He added, 'Economically, Nigeria has not faired well.

Our inflation rate is higher and presently, governments talk about embargo on employment. In those days, students, even those overseas were interviewed and employed. Today, nobody offers anybody employment and that is responsible for some of the difficulties that we have. When I graduated from the university, I came back because staying in the UK would not have given me any advantage. I was appointed as university teacher while in the UK'.

In his write-up on,'Nigeria's Golden Jubilee', a public affairs analyst, Mobolaji Aregbeshola was not enthusiastic over the 50th year anniversary. According to him, 'all indices show that there is little or nothing to celebrate after 50 years of our national life, especially with the high level of poverty. Successive administrations have failed to put Nigeria on the path of greatness, what they have done is to cause the nation more harm with their bad policies and lack of vision for the country'.

For Dr Yusuf Maitama Sule, former Permanent Representative at the United Nations, 'our founding fathers tolerated and accommodated one another-they knew there were tribal, political and religious differences, but they came together in spite of that. Today, tribalism, religious bigotry has been standing in our way to progress. Our former leaders understood that although we were created of different races and tribes, we were expected to unite and understand one another'. Professor Kabiru Mato of the University of Abuja argues that there has been a huge gap between the aspirations at independence and what he called today's reality.

According to him, 'There are two fundamental issues that we must put into perspective today; one is that we congratulate ourselves that we are still surviving as a nation with a common political platform as the Federal Republic of Nigeria. But, the second, and very important issue, is that Nigerians must reflect on the very serious failures that we have as a people and as a nation, our inability to actualize our dreams,'.

But for the Anambra State governor, Peter Obi, there is need for all Nigerians to reflect with optimism on the state of the nation.

'While we still contend with political and economic problems, there is hope that if we as a people demonstrate the will, we can overcome our constraints. Nigeria holds a great dream for all of us, and we should endeavour to build on the contributions of our founding fathers. When the leadership as well as the followership, compelled by the love of our country, discharge their responsibilities to the state, Nigeria will take its pride of place among the comity of nations', he said.

For Lateef Jakande, first executive governor of Lagos State, he sounded optimistic on his assessment of the historic event. His words, 'I know those who fought for independence will be happy that Nigeria is what we are. It is not every country that survived the civil war. We survived our own civil war, other countries broke up to pieces, and as of today, there is no one who is being stigmatized. We have forgotten more or less the civil war. This is why I am very optimistic about the Nigerian future'.

**Given data**
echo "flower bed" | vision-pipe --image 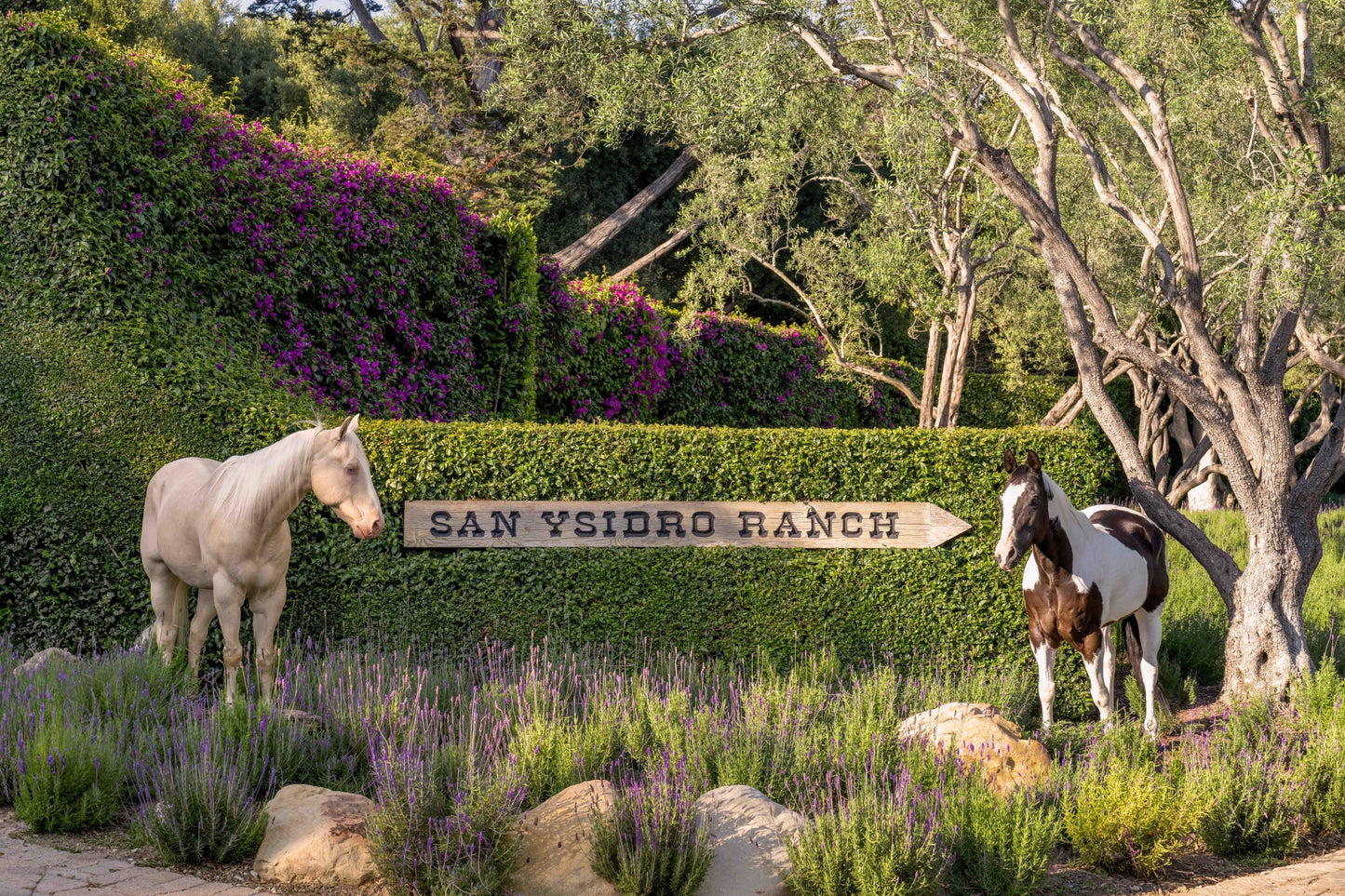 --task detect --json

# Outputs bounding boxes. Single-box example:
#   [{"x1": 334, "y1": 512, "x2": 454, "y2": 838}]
[{"x1": 7, "y1": 639, "x2": 1345, "y2": 895}]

**Exercise requirements**
In the text on Nigeria's 50th anniversary, what post did Dr Yusuf Maitama Sule formerly hold? Rely only on the text to answer.

**Answer below**
Permanent Representative at the United Nations.